-- start of LISTED ENTRIES --

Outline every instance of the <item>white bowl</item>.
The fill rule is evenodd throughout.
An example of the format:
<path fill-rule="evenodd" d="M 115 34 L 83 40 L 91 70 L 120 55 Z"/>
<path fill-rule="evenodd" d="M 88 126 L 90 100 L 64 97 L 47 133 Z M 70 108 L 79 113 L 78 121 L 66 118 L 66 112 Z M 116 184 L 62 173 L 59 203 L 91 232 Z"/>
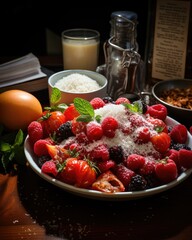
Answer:
<path fill-rule="evenodd" d="M 68 75 L 71 75 L 73 73 L 78 73 L 82 75 L 86 75 L 89 78 L 95 80 L 99 85 L 100 88 L 94 91 L 90 92 L 67 92 L 64 90 L 61 90 L 61 100 L 59 103 L 66 103 L 70 104 L 73 102 L 74 98 L 80 97 L 87 101 L 90 101 L 91 99 L 95 97 L 103 98 L 106 96 L 106 90 L 107 90 L 107 79 L 100 73 L 94 72 L 94 71 L 88 71 L 88 70 L 64 70 L 57 72 L 53 75 L 51 75 L 48 79 L 48 90 L 49 90 L 49 98 L 52 94 L 52 89 L 55 87 L 55 84 L 58 80 L 62 79 L 63 77 L 66 77 Z"/>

-- end of LISTED ENTRIES --

§ **WORK TO COMPLETE**: Copy all of the rows above word for word, and leave out the pictures.

§ **REPLY TO THE EXERCISE**:
Outline every instance of the <item>white bowl</item>.
The fill rule is evenodd throughout.
An example of the format:
<path fill-rule="evenodd" d="M 115 34 L 83 40 L 91 70 L 120 55 Z"/>
<path fill-rule="evenodd" d="M 88 126 L 90 100 L 64 97 L 47 133 Z M 70 108 L 79 113 L 78 121 L 66 118 L 66 112 Z M 116 184 L 62 173 L 59 203 L 91 232 Z"/>
Answer:
<path fill-rule="evenodd" d="M 68 75 L 71 75 L 73 73 L 78 73 L 82 75 L 86 75 L 89 78 L 95 80 L 99 85 L 100 88 L 94 91 L 90 92 L 67 92 L 64 90 L 61 90 L 61 100 L 59 103 L 66 103 L 70 104 L 73 102 L 74 98 L 80 97 L 87 101 L 90 101 L 91 99 L 95 97 L 103 98 L 106 96 L 106 90 L 107 90 L 107 79 L 100 73 L 94 72 L 94 71 L 88 71 L 88 70 L 64 70 L 57 72 L 53 75 L 51 75 L 48 79 L 48 90 L 49 90 L 49 98 L 52 94 L 52 89 L 55 87 L 55 84 L 58 80 L 62 79 L 63 77 L 66 77 Z"/>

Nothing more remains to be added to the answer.